Selected excerpt:
* start *

As you can see above, when a positive signal is applied to our direction transistors, the N-channel ones open, the P-channel ones close, and current is allowed to flow through the motor in a positive direction! When a negative signal is applied, the transistors all switch, and the current flowing through the motor reverses!

Well, as much as we'd like to pretend that transistors and microcontrollers are purely digital (either on or off), in the real world, they can function at a whole range of voltages. The picture above is a capture of the actual signal, output from a so-called "digital" signal, and you can see that it bounces several times before settling.

I've talked about bounce severaltimesbefore, but usually that's with regards to signal processing and filtering. In this case, bounce can actually destroy your transistors!

* end *

Input:
* start *

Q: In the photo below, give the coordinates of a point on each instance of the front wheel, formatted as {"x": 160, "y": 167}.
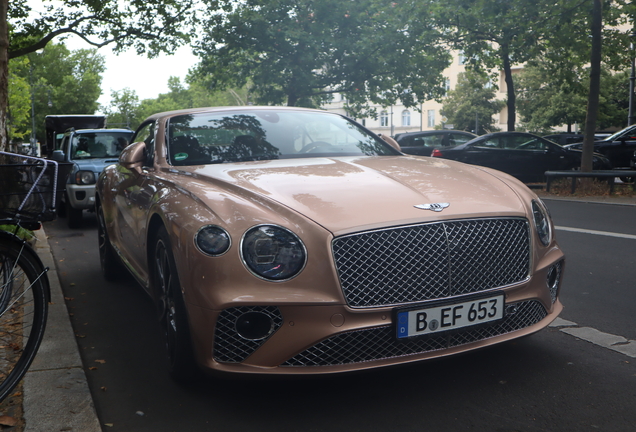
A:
{"x": 24, "y": 292}
{"x": 172, "y": 311}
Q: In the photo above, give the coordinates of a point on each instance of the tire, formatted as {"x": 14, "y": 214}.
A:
{"x": 75, "y": 217}
{"x": 112, "y": 268}
{"x": 24, "y": 295}
{"x": 172, "y": 311}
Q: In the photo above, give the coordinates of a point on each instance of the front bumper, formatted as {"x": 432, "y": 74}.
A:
{"x": 319, "y": 339}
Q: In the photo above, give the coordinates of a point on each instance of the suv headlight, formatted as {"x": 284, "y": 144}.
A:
{"x": 542, "y": 223}
{"x": 273, "y": 253}
{"x": 85, "y": 177}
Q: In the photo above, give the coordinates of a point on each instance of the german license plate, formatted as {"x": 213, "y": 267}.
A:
{"x": 441, "y": 317}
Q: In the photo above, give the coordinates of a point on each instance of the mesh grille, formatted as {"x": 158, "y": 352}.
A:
{"x": 554, "y": 288}
{"x": 430, "y": 261}
{"x": 229, "y": 347}
{"x": 380, "y": 342}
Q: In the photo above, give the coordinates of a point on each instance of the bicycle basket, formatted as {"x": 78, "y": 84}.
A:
{"x": 29, "y": 188}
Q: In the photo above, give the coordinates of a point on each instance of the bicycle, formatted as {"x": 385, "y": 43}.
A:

* end *

What to work on:
- 1) Scale the entries from the line containing "bicycle basket, formatted" through the end of the entries. Write those lines out again, requests included, and multiply every coordinate in the answers by 1.45, rounding to whole numbers with halves rounded up.
- 2) Go on with the excerpt on transistor switching and signal bounce, starting after its final sentence.
The excerpt on transistor switching and signal bounce and the entries are unrelated pieces of material.

Answers to each task:
- 1)
Q: In the photo above, give the coordinates of a point on each instance of the bicycle basket, formatted as {"x": 78, "y": 84}.
A:
{"x": 42, "y": 273}
Q: In the photo above, give the coordinates of a point on each instance of the bicycle, formatted as {"x": 385, "y": 43}.
A:

- 2)
If we switch direction, without first using the Enable transistor to cut power to the circuit, that bounce could allow both our N-channel and P-channel transistors to stay open at the same time. This causes a short directly from power to ground! Because electricity wants to flow through the path of least resistance, it'll bypass our motor entirely, and jump straight to ground with extremely high current! This current can be high enough to make your transistors catch fire and literally glow like an LED*.

THAT is what I'll be showing you how to prevent in your code!

*I did mention I have stories, right? I have stories.

The wiring for this project is extremely simple. There are six pins on the HB5, and we'll only really use four of them (for now).

Before we start wiring things, look closely at the Pmod cable in the first picture above. Notice the little paw-mark on one corner of both ends of the cable? That mark is there to help you keep track of which pin is which. The pin closest to the paw-mark on one end of the cable, is connected to the pin closest to the paw-mark on the other side. The second closest is connected to the second closest, and the rest follow suit.

That way, when I plug my HB5 into the Pmod cable, I know if I put the paw-mark next to the 1 pin, the corresponding pin on the other side will also be closest to the paw-mark. Make sense?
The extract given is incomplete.